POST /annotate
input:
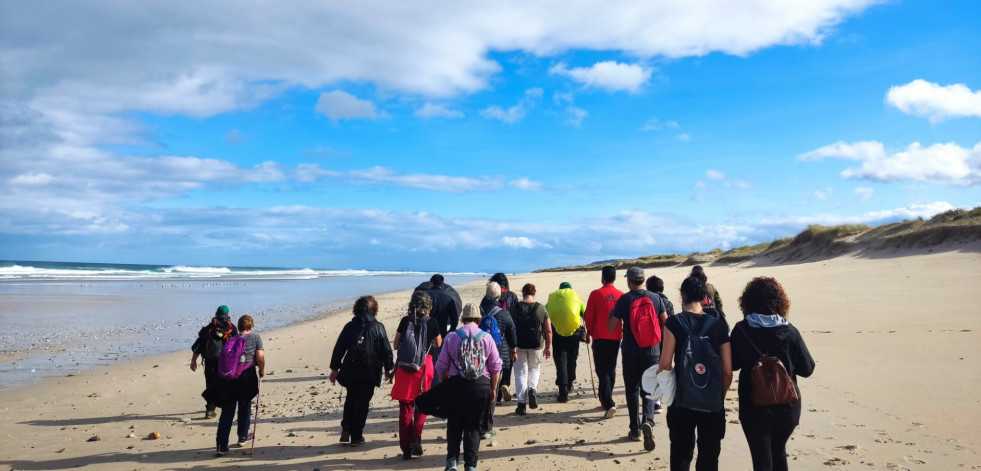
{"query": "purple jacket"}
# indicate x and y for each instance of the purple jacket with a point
(451, 345)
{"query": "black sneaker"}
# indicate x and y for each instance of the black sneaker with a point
(648, 429)
(415, 446)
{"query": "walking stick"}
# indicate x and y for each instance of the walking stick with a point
(589, 356)
(255, 422)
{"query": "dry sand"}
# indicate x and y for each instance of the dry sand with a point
(897, 343)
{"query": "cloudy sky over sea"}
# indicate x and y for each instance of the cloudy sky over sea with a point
(466, 136)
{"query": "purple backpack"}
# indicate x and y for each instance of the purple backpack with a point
(232, 361)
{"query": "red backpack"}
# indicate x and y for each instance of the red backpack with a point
(644, 322)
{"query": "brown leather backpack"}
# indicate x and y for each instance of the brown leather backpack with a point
(772, 384)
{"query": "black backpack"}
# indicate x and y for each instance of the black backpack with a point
(360, 350)
(212, 338)
(413, 348)
(698, 374)
(526, 326)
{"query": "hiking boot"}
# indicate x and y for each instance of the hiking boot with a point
(415, 446)
(648, 429)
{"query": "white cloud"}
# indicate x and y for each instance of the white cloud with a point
(517, 112)
(32, 179)
(523, 243)
(945, 164)
(338, 105)
(935, 102)
(842, 150)
(611, 76)
(525, 184)
(430, 110)
(864, 192)
(389, 177)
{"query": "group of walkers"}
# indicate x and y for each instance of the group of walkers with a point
(456, 362)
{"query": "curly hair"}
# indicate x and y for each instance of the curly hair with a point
(420, 303)
(764, 295)
(693, 289)
(365, 306)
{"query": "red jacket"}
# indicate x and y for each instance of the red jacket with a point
(598, 308)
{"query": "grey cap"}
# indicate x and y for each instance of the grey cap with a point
(635, 274)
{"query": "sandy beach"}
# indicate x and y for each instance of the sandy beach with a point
(897, 341)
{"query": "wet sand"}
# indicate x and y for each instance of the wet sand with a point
(897, 341)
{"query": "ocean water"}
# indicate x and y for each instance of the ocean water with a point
(59, 318)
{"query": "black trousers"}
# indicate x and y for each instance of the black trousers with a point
(683, 427)
(634, 366)
(464, 424)
(356, 408)
(767, 435)
(605, 354)
(565, 354)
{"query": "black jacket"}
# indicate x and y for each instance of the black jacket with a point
(783, 342)
(381, 359)
(509, 337)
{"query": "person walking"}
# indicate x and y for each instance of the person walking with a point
(713, 301)
(534, 339)
(565, 311)
(685, 333)
(605, 343)
(637, 358)
(507, 349)
(361, 355)
(237, 393)
(766, 328)
(208, 347)
(467, 348)
(410, 382)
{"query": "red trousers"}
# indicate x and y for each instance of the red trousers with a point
(411, 422)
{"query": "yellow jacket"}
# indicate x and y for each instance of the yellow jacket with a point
(565, 310)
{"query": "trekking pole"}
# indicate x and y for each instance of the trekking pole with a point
(255, 422)
(589, 356)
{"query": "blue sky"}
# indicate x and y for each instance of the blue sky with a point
(454, 137)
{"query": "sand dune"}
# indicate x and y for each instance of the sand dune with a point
(897, 341)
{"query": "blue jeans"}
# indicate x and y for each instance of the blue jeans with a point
(225, 422)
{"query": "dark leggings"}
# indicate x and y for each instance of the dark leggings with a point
(683, 427)
(767, 441)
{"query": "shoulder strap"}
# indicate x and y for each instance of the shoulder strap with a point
(746, 334)
(709, 321)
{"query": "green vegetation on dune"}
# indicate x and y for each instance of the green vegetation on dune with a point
(947, 229)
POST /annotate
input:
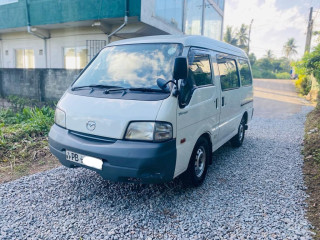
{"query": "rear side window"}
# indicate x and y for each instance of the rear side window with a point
(228, 74)
(245, 73)
(199, 69)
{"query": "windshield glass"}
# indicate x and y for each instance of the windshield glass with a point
(131, 66)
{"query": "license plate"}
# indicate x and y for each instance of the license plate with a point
(85, 160)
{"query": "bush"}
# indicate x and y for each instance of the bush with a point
(283, 75)
(303, 84)
(268, 75)
(29, 122)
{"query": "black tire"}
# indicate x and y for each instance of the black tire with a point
(195, 174)
(237, 140)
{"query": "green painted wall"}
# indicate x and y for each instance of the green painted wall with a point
(59, 11)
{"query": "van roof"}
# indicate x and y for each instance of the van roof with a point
(186, 40)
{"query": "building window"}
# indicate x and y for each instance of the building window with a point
(4, 2)
(193, 17)
(221, 4)
(75, 58)
(171, 11)
(212, 22)
(24, 58)
(229, 77)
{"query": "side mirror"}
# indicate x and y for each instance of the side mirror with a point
(180, 70)
(163, 84)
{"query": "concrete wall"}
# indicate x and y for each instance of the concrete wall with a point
(41, 84)
(54, 57)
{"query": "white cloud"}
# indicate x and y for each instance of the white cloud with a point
(271, 27)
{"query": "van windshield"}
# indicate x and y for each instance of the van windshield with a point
(131, 66)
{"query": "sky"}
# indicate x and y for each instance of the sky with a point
(274, 22)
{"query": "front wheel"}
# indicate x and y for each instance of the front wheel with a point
(198, 164)
(237, 140)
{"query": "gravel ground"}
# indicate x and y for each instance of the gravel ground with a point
(254, 192)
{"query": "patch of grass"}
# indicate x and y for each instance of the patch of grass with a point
(311, 168)
(23, 139)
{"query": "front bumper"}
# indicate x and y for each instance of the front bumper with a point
(122, 160)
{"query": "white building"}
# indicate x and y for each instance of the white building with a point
(67, 34)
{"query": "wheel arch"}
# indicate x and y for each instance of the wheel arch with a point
(245, 116)
(207, 136)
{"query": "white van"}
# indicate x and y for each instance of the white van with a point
(149, 109)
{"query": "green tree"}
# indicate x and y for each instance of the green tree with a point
(290, 48)
(269, 55)
(229, 36)
(317, 33)
(252, 58)
(243, 37)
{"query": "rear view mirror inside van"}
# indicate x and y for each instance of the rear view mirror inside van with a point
(180, 68)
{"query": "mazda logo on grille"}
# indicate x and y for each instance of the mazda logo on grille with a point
(91, 125)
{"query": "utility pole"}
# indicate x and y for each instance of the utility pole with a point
(309, 32)
(249, 36)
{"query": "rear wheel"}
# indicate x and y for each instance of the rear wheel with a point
(237, 140)
(198, 164)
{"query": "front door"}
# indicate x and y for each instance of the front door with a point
(230, 97)
(198, 111)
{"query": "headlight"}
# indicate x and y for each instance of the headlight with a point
(60, 117)
(149, 131)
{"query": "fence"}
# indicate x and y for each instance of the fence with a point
(41, 84)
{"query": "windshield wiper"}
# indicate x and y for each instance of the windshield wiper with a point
(95, 86)
(146, 90)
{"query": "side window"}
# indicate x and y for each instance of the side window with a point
(199, 75)
(228, 73)
(199, 69)
(245, 73)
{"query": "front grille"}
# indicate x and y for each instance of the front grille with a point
(93, 137)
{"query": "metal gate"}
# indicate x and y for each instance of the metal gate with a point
(94, 46)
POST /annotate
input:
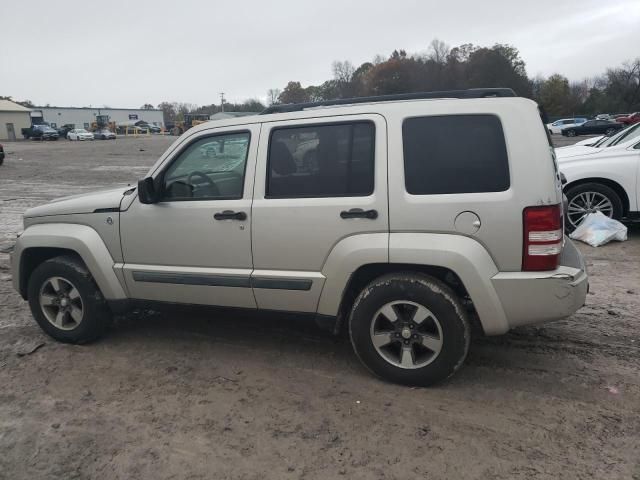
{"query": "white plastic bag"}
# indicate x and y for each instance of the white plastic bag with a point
(597, 229)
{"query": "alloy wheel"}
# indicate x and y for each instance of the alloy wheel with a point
(406, 334)
(61, 303)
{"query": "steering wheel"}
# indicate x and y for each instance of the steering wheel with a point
(210, 185)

⁂

▶ Your objective: Print every line of the material above exactly as it reads, skipping the pictures.

▶ Output below:
POST /annotate
input:
{"query": "purple jacket"}
# indicate x and y for each instance of the purple jacket with a point
(451, 345)
{"query": "black sneaker"}
# indicate x and y for each instance of the black sneaker with a point
(648, 429)
(415, 446)
{"query": "walking stick"}
# indicate x and y for each instance of the walking stick with a point
(589, 356)
(255, 422)
{"query": "dry sand"}
# indicate x and y for each instance of the dry sand with a point
(897, 343)
{"query": "cloudy sky over sea"}
# indicate x and y for each instance of the cloudy sky over sea with a point
(466, 136)
{"query": "purple backpack"}
# indicate x and y for each instance of the purple backpack with a point
(232, 361)
{"query": "red backpack"}
# indicate x and y for each instance of the red backpack with a point
(644, 322)
{"query": "brown leather backpack"}
# indicate x and y for each instance of the brown leather backpack with a point
(772, 384)
{"query": "black backpack"}
# indicate x and y for each instance of the black backpack with a point
(360, 350)
(212, 338)
(413, 348)
(698, 374)
(526, 326)
{"query": "hiking boot"}
# indicate x and y for each instance of the hiking boot with a point
(415, 446)
(648, 429)
{"query": "white cloud"}
# indicate x and y for each instance of the white cloud with a point
(517, 112)
(32, 179)
(523, 243)
(945, 164)
(338, 105)
(935, 102)
(842, 150)
(611, 76)
(525, 184)
(430, 110)
(864, 192)
(389, 177)
{"query": "group of walkers"}
# indicate x and y for each instance of the group of walkers with a point
(456, 362)
{"query": "curly hair"}
# indicate x and y for each instance of the curly hair with a point
(420, 303)
(764, 295)
(693, 289)
(365, 306)
{"query": "red jacket"}
# indicate x and y for each instance of the red jacket with a point
(598, 308)
{"query": "grey cap"}
# indicate x and y for each instance of the grey cap with a point
(635, 274)
{"query": "sandy beach"}
# indicate x and y for each instance of the sandy beach with a point
(897, 341)
{"query": "wet sand"}
# indicate x and y for each instance of the wet sand with a point
(897, 341)
{"query": "ocean water"}
# indicate x and y for each instance of the ocean water with a point
(59, 318)
{"query": "black trousers"}
# indicate x and y for each instance of the black trousers with a point
(683, 427)
(634, 366)
(464, 424)
(356, 408)
(767, 435)
(605, 354)
(565, 354)
{"query": "black jacket"}
# indicate x and y for each instance of the black jacket with a point
(783, 342)
(381, 359)
(509, 337)
{"query": "person walking"}
# indicate x and y for each instance of the person walking with a point
(713, 301)
(534, 339)
(565, 311)
(685, 333)
(605, 343)
(637, 358)
(507, 349)
(361, 355)
(237, 393)
(766, 328)
(208, 347)
(467, 348)
(410, 382)
{"query": "red trousers"}
# indicate x and y for each instance of the red trousers with a point
(411, 422)
{"query": "yellow jacket"}
# indicate x and y for each instance of the yellow jacket with a point
(565, 310)
{"query": "trekking pole"}
# indicate x and y for each instance of the trekking pole with a point
(255, 422)
(589, 356)
{"query": "blue sky"}
# indicate x and y for each instance of the blue sky with a point
(454, 137)
{"query": "sand dune"}
# indicate x and y for each instance of the sand dune with a point
(897, 341)
{"query": "blue jeans"}
# indicate x and y for each instance of the blue jeans with a point
(225, 422)
{"query": "dark leggings"}
# indicate x and y for each instance of the dark leggings with a point
(683, 427)
(767, 441)
{"query": "shoulder strap"}
# indicate x and y for each instance of the shoulder strap with a point
(746, 334)
(709, 321)
{"query": "green vegetation on dune"}
# indicate x and y for each instance of the green vegetation on dune with a point
(947, 229)
POST /annotate
input:
{"query": "rear side window"}
# indicate x and y for each instance of the rear side window with a point
(228, 74)
(245, 73)
(199, 69)
{"query": "windshield glass"}
# indicate x and y for each instance of the windshield glass with a point
(131, 66)
{"query": "license plate"}
# indicate x and y for each instance of the license plate with a point
(85, 160)
{"query": "bush"}
# indicate x and y for each instance of the bush with a point
(283, 75)
(303, 84)
(268, 75)
(29, 122)
{"query": "black tire"}
# indicate x and y for each instance of the black tire with a point
(195, 174)
(237, 140)
{"query": "green painted wall"}
# indicate x and y for each instance of the green painted wall with a point
(59, 11)
{"query": "van roof"}
# indicate x and y for each instance of the van roof with a point
(186, 40)
{"query": "building window"}
# indicate x and y for each instance of the building window with a point
(4, 2)
(193, 17)
(221, 4)
(75, 58)
(171, 11)
(212, 22)
(24, 58)
(229, 77)
{"query": "side mirror"}
# indicate x and y for each instance of the side mirror with a point
(180, 70)
(163, 84)
{"query": "concrete wall"}
# indicate x and y for each instance of the concrete wall with a point
(41, 84)
(54, 57)
{"query": "white cloud"}
# indicate x and y for each instance of the white cloud with a point
(271, 27)
{"query": "van windshield"}
# indicate x and y for each instance of the van windshield with a point
(131, 66)
{"query": "sky"}
# indicate x and y for each instance of the sky with a point
(274, 22)
{"query": "front wheel"}
# indicate x and y for each instance of the front wheel with a point
(198, 164)
(237, 140)
{"query": "gravel ground"}
# indicate x and y for each instance of the gravel ground with a point
(254, 192)
{"query": "patch of grass"}
# indicate x and y for each instance of the patch of grass with a point
(311, 168)
(23, 139)
{"query": "front bumper"}
# indicate x and y for each instance of the front bumper with a point
(122, 160)
{"query": "white building"}
# indicate x and y for each instance of the white building with a point
(67, 34)
{"query": "wheel arch"}
# indicate x and y for each instance of the wheel arch with a point
(245, 116)
(207, 136)
{"query": "white van"}
# indicate x and y for each instance of the white van with a point
(149, 109)
{"query": "green tree"}
# indicate x and y for each instance of the green tree with a point
(290, 48)
(269, 55)
(229, 36)
(317, 33)
(252, 58)
(243, 37)
{"query": "rear view mirror inside van"}
# indicate x and y for each instance of the rear view mirror inside van with a point
(180, 68)
{"query": "mazda logo on grille"}
# indicate x and y for each instance of the mazda logo on grille with a point
(91, 125)
{"query": "utility pole"}
# indicate x and y for each instance of the utility pole with a point
(309, 32)
(249, 36)
{"query": "rear wheel"}
# indicate x and y for each instance of the rear wheel with a point
(237, 140)
(198, 164)
{"query": "front door"}
# indicate x and y for each instance of the front door with a point
(230, 97)
(198, 111)
{"query": "headlight"}
# indicate x and y for each instance of the headlight with a point
(60, 117)
(149, 131)
{"query": "fence"}
# indicate x and y for each instance of the fence with a point
(41, 84)
{"query": "windshield wiper"}
# indicate x and y for each instance of the windshield wiper with a point
(95, 86)
(146, 90)
{"query": "side window"}
# indicate x and y for each instance of the side window with a point
(199, 75)
(228, 73)
(199, 69)
(245, 73)
{"query": "front grille"}
# indicate x and y for each instance of the front grille with a point
(93, 137)
{"query": "metal gate"}
# indicate x and y for each instance of the metal gate with a point
(94, 46)
POST /annotate
input:
{"query": "white plastic bag"}
# indicate x and y for each instance of the white plastic bag with a point
(597, 229)
{"query": "alloy wheel"}
# indicate x and y for each instance of the alloy wheel with a point
(406, 334)
(61, 303)
{"query": "steering wheel"}
# indicate x and y for each instance of the steering wheel with a point
(210, 185)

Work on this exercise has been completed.